TASK INSTRUCTIONS:
Reproduce the lines from the line with "point: shop window" to the line with "column 241, row 49", replacing "thickest" with "widest" and leaving everything else unchanged.

DATA LISTING:
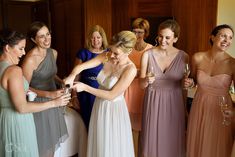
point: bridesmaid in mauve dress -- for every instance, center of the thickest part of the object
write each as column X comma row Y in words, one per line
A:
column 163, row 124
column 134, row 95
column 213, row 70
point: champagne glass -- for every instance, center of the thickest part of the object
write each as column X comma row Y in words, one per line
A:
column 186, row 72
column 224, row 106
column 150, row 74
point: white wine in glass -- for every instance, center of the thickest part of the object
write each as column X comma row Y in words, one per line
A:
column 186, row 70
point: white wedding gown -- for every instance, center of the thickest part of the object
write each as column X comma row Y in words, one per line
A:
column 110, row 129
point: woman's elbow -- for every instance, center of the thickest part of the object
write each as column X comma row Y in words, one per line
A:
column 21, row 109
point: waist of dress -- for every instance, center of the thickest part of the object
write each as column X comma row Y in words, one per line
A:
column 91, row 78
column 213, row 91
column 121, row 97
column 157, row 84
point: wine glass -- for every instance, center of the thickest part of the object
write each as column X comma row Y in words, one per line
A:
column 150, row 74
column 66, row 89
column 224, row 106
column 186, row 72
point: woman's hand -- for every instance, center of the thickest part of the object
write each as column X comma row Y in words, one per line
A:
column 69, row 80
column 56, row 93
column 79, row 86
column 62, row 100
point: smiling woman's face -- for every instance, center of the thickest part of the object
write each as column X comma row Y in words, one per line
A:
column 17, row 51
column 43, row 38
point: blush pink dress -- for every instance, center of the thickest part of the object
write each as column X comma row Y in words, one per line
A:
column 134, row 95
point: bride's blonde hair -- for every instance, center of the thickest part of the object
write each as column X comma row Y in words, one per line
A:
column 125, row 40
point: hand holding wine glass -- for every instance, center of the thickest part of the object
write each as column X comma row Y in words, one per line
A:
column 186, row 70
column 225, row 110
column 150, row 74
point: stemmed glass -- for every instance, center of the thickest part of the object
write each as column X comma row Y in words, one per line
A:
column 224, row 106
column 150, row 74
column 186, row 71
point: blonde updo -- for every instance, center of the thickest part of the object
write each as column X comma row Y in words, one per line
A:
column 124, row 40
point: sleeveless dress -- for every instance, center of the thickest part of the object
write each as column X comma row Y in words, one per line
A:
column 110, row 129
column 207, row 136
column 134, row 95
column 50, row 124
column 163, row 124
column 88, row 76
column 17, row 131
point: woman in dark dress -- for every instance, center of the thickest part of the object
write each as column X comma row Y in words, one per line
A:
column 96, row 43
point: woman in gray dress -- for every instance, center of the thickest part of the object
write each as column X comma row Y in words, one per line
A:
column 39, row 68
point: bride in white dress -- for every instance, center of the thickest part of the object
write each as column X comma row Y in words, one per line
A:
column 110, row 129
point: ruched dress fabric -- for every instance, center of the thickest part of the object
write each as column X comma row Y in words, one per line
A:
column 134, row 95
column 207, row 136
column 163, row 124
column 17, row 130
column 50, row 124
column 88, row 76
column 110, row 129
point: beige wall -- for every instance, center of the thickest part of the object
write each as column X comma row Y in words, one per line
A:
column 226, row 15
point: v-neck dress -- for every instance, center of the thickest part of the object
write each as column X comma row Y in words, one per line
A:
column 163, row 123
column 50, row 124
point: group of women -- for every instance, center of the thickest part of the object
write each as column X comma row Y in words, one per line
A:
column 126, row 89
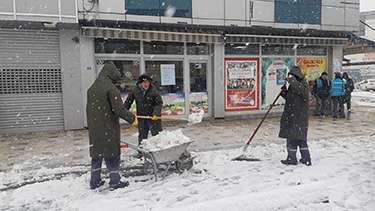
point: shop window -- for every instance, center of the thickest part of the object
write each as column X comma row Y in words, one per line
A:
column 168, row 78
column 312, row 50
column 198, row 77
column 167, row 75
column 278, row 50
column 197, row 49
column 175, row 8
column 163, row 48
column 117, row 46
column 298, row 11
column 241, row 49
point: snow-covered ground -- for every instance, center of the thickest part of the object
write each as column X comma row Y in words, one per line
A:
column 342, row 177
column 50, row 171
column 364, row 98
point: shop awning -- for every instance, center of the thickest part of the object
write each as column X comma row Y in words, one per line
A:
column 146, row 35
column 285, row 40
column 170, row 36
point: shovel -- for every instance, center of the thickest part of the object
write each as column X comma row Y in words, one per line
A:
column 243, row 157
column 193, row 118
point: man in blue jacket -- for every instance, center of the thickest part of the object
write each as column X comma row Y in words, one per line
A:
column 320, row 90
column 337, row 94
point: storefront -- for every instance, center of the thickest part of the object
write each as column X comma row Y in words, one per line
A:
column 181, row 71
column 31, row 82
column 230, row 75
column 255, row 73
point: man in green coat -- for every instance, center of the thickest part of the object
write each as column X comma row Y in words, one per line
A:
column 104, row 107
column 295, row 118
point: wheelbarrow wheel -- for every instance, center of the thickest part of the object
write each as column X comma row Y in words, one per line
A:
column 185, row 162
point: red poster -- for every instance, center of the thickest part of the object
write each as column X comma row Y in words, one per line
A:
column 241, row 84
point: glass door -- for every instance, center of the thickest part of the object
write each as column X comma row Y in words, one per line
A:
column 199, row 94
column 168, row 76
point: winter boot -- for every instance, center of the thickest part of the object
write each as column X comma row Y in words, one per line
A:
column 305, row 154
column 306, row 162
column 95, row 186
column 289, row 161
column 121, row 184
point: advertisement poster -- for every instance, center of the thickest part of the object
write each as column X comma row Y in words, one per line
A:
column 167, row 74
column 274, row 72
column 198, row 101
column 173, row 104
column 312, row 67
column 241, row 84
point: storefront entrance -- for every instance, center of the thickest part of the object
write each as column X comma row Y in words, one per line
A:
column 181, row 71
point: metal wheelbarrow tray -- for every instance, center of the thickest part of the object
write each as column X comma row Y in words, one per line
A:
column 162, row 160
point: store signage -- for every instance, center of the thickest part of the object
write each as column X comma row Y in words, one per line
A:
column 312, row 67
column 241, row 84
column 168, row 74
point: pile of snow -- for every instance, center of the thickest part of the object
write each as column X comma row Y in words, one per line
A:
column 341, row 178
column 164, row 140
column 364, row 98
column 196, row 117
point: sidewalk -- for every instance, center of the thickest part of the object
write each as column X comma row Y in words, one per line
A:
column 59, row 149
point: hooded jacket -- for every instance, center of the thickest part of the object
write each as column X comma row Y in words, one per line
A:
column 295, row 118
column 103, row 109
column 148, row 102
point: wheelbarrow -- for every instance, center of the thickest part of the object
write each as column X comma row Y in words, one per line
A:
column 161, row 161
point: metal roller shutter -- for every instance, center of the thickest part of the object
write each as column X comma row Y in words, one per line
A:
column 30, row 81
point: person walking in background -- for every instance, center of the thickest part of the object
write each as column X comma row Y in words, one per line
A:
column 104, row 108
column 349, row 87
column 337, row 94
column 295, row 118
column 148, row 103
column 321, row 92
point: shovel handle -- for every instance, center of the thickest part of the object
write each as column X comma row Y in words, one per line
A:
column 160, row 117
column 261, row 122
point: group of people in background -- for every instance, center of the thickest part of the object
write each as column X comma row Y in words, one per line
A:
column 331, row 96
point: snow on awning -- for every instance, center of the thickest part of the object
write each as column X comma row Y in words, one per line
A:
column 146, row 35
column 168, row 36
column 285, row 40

...

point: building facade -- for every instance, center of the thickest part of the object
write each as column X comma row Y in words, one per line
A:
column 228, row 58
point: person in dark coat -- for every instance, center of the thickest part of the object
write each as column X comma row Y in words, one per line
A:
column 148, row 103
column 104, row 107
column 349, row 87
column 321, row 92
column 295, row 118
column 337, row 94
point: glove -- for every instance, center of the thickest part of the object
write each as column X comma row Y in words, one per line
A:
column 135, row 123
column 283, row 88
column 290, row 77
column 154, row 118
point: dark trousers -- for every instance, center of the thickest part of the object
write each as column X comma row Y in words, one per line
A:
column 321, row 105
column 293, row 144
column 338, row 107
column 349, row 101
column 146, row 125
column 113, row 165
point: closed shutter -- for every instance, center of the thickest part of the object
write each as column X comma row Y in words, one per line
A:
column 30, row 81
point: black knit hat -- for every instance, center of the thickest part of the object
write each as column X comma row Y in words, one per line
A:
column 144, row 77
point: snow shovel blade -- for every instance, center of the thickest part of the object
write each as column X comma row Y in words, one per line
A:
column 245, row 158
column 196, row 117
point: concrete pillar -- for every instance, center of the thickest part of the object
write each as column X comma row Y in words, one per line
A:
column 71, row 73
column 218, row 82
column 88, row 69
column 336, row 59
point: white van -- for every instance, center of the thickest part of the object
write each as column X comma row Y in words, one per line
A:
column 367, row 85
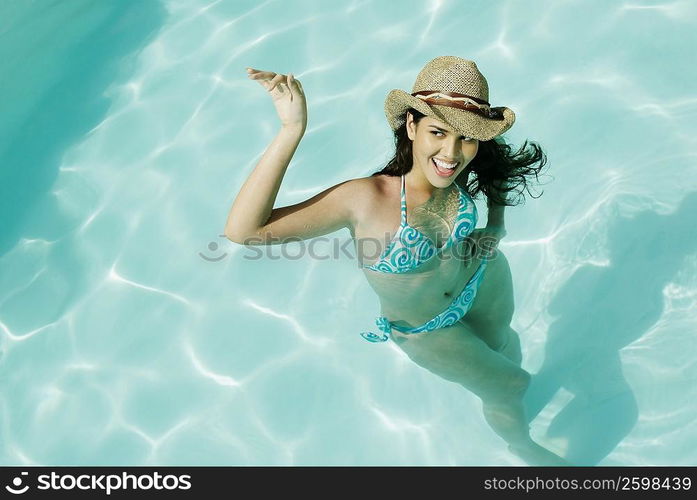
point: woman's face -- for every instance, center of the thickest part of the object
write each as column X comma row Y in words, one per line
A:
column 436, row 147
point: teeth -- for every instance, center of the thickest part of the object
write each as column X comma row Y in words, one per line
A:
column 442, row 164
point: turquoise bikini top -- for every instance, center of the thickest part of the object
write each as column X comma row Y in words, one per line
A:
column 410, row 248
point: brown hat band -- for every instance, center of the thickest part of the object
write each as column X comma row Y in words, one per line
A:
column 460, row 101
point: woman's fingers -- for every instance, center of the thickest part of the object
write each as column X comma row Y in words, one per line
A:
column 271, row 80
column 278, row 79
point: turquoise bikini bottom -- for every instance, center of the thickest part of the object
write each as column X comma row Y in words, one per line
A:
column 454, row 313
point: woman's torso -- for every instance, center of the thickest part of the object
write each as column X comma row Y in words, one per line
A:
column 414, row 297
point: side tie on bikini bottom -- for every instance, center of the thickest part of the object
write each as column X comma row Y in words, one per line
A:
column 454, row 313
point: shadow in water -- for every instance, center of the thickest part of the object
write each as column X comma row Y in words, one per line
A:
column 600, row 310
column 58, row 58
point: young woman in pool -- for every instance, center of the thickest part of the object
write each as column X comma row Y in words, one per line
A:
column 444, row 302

SOLUTION TO THE EXERCISE:
point: shop window -- for every instance, center of the widest part of the object
write each as column X comma row Y in words, one per line
A:
column 168, row 78
column 312, row 50
column 198, row 77
column 167, row 75
column 278, row 50
column 197, row 49
column 175, row 8
column 163, row 48
column 117, row 46
column 298, row 11
column 241, row 49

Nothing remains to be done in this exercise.